%%
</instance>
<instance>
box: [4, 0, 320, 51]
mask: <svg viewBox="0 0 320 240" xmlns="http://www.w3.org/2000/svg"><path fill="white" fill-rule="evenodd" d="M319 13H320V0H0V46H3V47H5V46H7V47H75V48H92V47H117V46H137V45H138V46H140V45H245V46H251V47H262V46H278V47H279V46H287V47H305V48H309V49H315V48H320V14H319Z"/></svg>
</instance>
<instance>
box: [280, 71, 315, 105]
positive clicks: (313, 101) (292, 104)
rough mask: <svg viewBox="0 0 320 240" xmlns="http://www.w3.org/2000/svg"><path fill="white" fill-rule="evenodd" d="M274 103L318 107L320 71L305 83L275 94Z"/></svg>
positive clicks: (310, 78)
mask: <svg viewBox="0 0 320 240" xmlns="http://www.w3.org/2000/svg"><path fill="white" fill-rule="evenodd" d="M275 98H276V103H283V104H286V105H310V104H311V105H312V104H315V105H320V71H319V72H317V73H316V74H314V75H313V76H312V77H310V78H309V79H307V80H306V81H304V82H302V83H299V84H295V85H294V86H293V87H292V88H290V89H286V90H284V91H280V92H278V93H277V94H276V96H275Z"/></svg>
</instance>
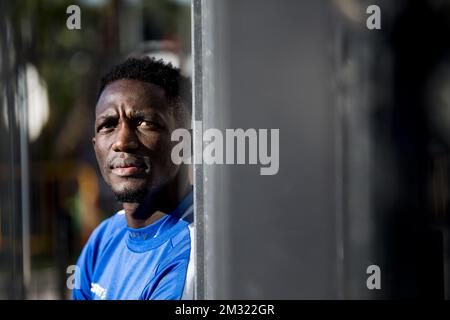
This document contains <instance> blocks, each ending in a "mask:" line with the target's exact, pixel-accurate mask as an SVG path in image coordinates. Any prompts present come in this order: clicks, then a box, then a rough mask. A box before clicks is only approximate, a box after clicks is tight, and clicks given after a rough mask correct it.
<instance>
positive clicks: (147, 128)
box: [93, 80, 179, 202]
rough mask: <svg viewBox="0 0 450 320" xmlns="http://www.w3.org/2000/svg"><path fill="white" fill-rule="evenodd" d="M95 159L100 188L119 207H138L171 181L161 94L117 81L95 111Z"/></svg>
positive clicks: (171, 175) (167, 143)
mask: <svg viewBox="0 0 450 320" xmlns="http://www.w3.org/2000/svg"><path fill="white" fill-rule="evenodd" d="M95 118H96V119H95V137H94V139H93V144H94V149H95V155H96V157H97V161H98V164H99V167H100V170H101V172H102V175H103V178H104V179H105V181H106V183H107V184H108V185H109V186H110V187H111V188H112V190H113V192H114V194H115V195H116V197H117V199H118V200H119V201H122V202H141V201H142V200H143V198H144V197H145V196H146V195H147V194H148V193H149V192H153V191H155V190H158V189H159V188H160V187H162V186H164V185H165V184H166V183H167V182H168V181H169V180H171V179H172V178H174V177H175V176H176V174H177V172H178V169H179V167H178V166H176V165H175V164H173V162H172V160H171V157H170V153H171V150H172V147H173V142H172V141H171V139H170V135H171V132H172V131H173V130H174V129H176V120H175V116H174V112H173V107H169V106H167V99H166V97H165V92H164V89H162V88H161V87H159V86H157V85H152V84H149V83H146V82H141V81H137V80H117V81H115V82H112V83H110V84H109V85H107V86H106V87H105V89H104V90H103V92H102V94H101V96H100V98H99V100H98V102H97V106H96V112H95Z"/></svg>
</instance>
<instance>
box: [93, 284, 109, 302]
mask: <svg viewBox="0 0 450 320" xmlns="http://www.w3.org/2000/svg"><path fill="white" fill-rule="evenodd" d="M91 292H93V293H94V294H95V295H96V296H97V297H99V298H100V299H102V300H104V299H105V298H106V289H105V288H102V287H101V286H100V285H99V284H98V283H91Z"/></svg>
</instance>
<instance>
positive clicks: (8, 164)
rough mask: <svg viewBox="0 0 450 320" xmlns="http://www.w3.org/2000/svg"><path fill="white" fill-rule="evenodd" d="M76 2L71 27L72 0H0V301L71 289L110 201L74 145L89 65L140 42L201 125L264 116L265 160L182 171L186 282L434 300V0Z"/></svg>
mask: <svg viewBox="0 0 450 320" xmlns="http://www.w3.org/2000/svg"><path fill="white" fill-rule="evenodd" d="M75 3H76V4H77V5H79V6H80V8H81V30H68V29H67V27H66V19H67V17H68V16H69V15H68V14H66V8H67V7H68V6H69V5H70V4H74V3H73V2H69V1H51V0H40V1H31V0H30V1H26V0H21V1H15V2H12V1H0V30H1V32H0V92H1V96H0V97H1V99H0V106H1V110H0V141H1V146H2V147H3V150H2V152H0V173H1V174H0V298H1V299H20V298H26V299H65V298H67V297H68V295H69V294H70V292H69V290H68V289H67V286H66V280H67V276H68V275H67V273H66V269H67V267H68V266H69V265H71V264H74V263H75V261H76V258H77V257H78V255H79V253H80V250H81V248H82V246H83V244H84V243H85V241H86V240H87V238H88V236H89V235H90V233H91V232H92V230H93V229H94V228H95V227H96V226H97V225H98V223H99V222H100V221H101V220H102V219H104V218H105V217H107V216H109V215H110V214H112V213H113V212H114V211H115V210H117V209H118V208H119V205H118V204H117V203H116V202H115V201H114V199H113V198H112V196H111V194H110V192H109V190H108V188H107V187H106V186H105V185H104V183H103V181H102V179H101V178H100V175H99V172H98V169H97V166H96V162H95V158H94V154H93V151H92V148H91V137H92V135H93V121H94V105H95V97H96V94H97V90H98V87H99V79H100V76H101V75H102V73H103V72H104V71H106V70H107V69H108V67H110V66H111V65H112V64H114V63H116V62H118V61H121V60H123V59H124V58H125V57H128V56H130V55H143V54H145V55H152V56H157V57H161V58H163V59H165V60H167V61H171V62H173V63H174V64H175V65H178V66H180V67H181V69H182V70H183V72H184V73H185V74H186V75H188V76H192V77H193V80H194V115H193V118H194V119H195V120H202V121H203V129H206V128H219V129H225V128H244V129H247V128H267V129H270V128H277V129H280V146H279V148H280V170H279V172H278V174H277V175H275V176H260V175H259V167H257V166H244V165H240V166H225V165H223V166H220V165H215V166H207V165H205V166H202V165H196V166H195V168H194V170H195V174H194V181H195V208H196V225H197V229H196V237H197V261H198V264H197V297H198V298H200V299H202V298H207V299H212V298H222V299H229V298H232V299H240V298H242V299H266V298H271V299H392V298H395V299H398V298H425V299H449V298H450V265H449V254H450V239H449V224H450V220H449V214H450V212H449V210H450V203H449V200H450V198H449V196H450V41H449V40H448V39H449V34H450V0H440V1H437V0H423V1H407V0H397V1H390V0H373V1H366V0H319V1H317V0H301V1H298V0H283V1H275V0H214V1H211V0H193V1H192V2H191V1H188V0H186V1H181V0H178V1H175V0H172V1H169V0H164V1H163V0H148V1H144V0H142V1H139V0H121V1H120V0H115V1H106V0H103V1H102V0H84V1H77V2H75ZM373 4H375V5H378V6H379V7H380V9H381V30H369V29H367V27H366V20H367V18H368V16H369V15H368V14H367V13H366V9H367V7H368V6H369V5H373ZM191 17H192V21H193V29H192V30H194V31H193V33H192V37H191ZM191 38H192V39H193V42H192V44H193V45H192V48H191ZM195 129H196V135H197V137H198V135H199V134H201V130H200V128H195ZM200 140H201V139H200ZM194 147H195V148H199V147H202V145H201V144H196V145H195V146H194ZM373 264H375V265H378V266H379V267H380V270H381V289H380V290H369V289H368V288H367V286H366V280H367V278H368V276H369V275H368V274H367V273H366V270H367V267H368V266H370V265H373Z"/></svg>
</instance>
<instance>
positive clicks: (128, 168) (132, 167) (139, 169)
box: [111, 165, 145, 177]
mask: <svg viewBox="0 0 450 320" xmlns="http://www.w3.org/2000/svg"><path fill="white" fill-rule="evenodd" d="M111 171H112V173H114V174H115V175H117V176H120V177H129V176H135V175H142V174H145V168H143V167H140V166H133V165H132V166H127V167H116V168H113V169H112V170H111Z"/></svg>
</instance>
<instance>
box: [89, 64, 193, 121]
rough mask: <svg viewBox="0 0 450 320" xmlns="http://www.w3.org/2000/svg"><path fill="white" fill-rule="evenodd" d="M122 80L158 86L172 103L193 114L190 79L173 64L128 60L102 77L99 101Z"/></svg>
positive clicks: (117, 66) (98, 96) (113, 68)
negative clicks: (145, 83)
mask: <svg viewBox="0 0 450 320" xmlns="http://www.w3.org/2000/svg"><path fill="white" fill-rule="evenodd" d="M121 79H131V80H138V81H142V82H147V83H151V84H155V85H158V86H160V87H161V88H163V89H164V91H165V93H166V97H167V98H168V101H169V102H170V103H173V104H174V105H175V106H177V105H183V106H184V108H185V111H188V114H191V109H192V106H191V105H192V103H191V99H192V94H191V82H190V80H189V78H188V77H185V76H183V75H182V74H181V71H180V69H178V68H175V67H174V66H172V64H171V63H165V62H164V61H163V60H162V59H160V60H156V59H155V58H152V57H144V58H128V59H127V60H125V61H124V62H122V63H120V64H118V65H116V66H115V67H113V68H112V69H111V70H110V71H109V72H108V73H106V74H105V75H104V76H103V77H102V79H101V84H100V90H99V92H98V95H97V99H98V98H99V97H100V95H101V93H102V92H103V90H104V89H105V87H106V86H107V85H108V84H110V83H112V82H114V81H117V80H121Z"/></svg>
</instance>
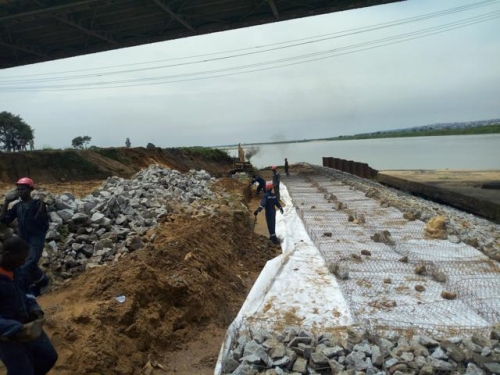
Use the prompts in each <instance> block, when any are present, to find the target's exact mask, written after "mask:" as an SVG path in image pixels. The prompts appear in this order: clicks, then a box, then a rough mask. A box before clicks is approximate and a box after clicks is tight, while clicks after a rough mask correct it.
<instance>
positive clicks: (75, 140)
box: [71, 135, 92, 150]
mask: <svg viewBox="0 0 500 375" xmlns="http://www.w3.org/2000/svg"><path fill="white" fill-rule="evenodd" d="M91 140H92V137H89V136H88V135H84V136H83V137H81V136H79V137H76V138H73V140H72V141H71V146H73V148H76V149H78V150H83V149H84V148H86V147H87V144H88V143H89V142H90V141H91Z"/></svg>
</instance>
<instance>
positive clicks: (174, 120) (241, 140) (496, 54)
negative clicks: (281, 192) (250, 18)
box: [0, 0, 500, 149]
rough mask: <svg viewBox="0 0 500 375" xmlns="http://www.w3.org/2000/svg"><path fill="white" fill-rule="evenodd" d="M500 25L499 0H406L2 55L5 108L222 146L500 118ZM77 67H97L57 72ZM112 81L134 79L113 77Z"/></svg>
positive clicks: (38, 129)
mask: <svg viewBox="0 0 500 375" xmlns="http://www.w3.org/2000/svg"><path fill="white" fill-rule="evenodd" d="M499 35H500V0H439V1H436V0H407V1H403V2H398V3H393V4H385V5H379V6H372V7H369V8H362V9H356V10H349V11H344V12H337V13H331V14H326V15H321V16H314V17H305V18H301V19H297V20H291V21H284V22H277V23H273V24H267V25H261V26H254V27H248V28H244V29H238V30H232V31H225V32H219V33H214V34H208V35H202V36H197V37H190V38H184V39H178V40H173V41H167V42H160V43H154V44H148V45H144V46H138V47H131V48H126V49H120V50H116V51H110V52H102V53H97V54H91V55H86V56H80V57H74V58H68V59H63V60H56V61H52V62H45V63H39V64H33V65H28V66H23V67H16V68H10V69H2V70H0V111H8V112H11V113H13V114H16V115H19V116H21V117H22V118H23V119H24V121H25V122H26V123H28V124H29V125H30V126H31V127H32V128H33V129H34V131H35V148H37V149H41V148H67V147H71V140H72V139H73V138H75V137H77V136H90V137H91V138H92V140H91V142H90V145H94V146H97V147H120V146H125V140H126V138H129V139H130V141H131V144H132V147H140V146H143V147H145V146H146V145H147V144H148V143H153V144H154V145H155V146H157V147H180V146H219V145H230V144H237V143H243V144H244V143H255V142H272V141H287V140H296V139H310V138H326V137H335V136H339V135H351V134H358V133H364V132H371V131H378V130H390V129H400V128H407V127H413V126H420V125H428V124H433V123H440V122H462V121H474V120H487V119H494V118H500V107H499V105H498V103H500V63H499V62H500V38H499ZM130 64H134V65H130ZM145 68H152V69H145ZM89 69H92V70H89ZM123 70H127V71H128V72H122V73H120V72H121V71H123ZM75 71H76V72H75ZM70 72H71V73H70ZM109 73H114V74H109ZM40 74H43V75H40ZM75 75H86V76H89V75H90V77H78V78H77V79H72V80H54V78H56V77H74V76H75ZM41 78H50V79H52V80H50V81H45V82H40V81H38V82H37V81H36V80H39V79H41ZM114 81H126V83H119V84H118V83H113V84H110V83H107V84H103V83H105V82H114ZM96 83H98V84H99V85H100V86H96V85H95V84H96Z"/></svg>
%%
» EXERCISE OBJECTIVE
Scan the records above for the lines holding "positive clicks: (147, 128)" and "159L100 188L119 207H138L171". Transcribe those two and every line between them word for word, and no others.

» WORKED SOLUTION
positive clicks: (147, 128)
box: [93, 80, 179, 202]
rough mask: <svg viewBox="0 0 450 320" xmlns="http://www.w3.org/2000/svg"><path fill="white" fill-rule="evenodd" d="M95 159L100 188L119 207H138L171 181L161 94L117 81L95 111Z"/></svg>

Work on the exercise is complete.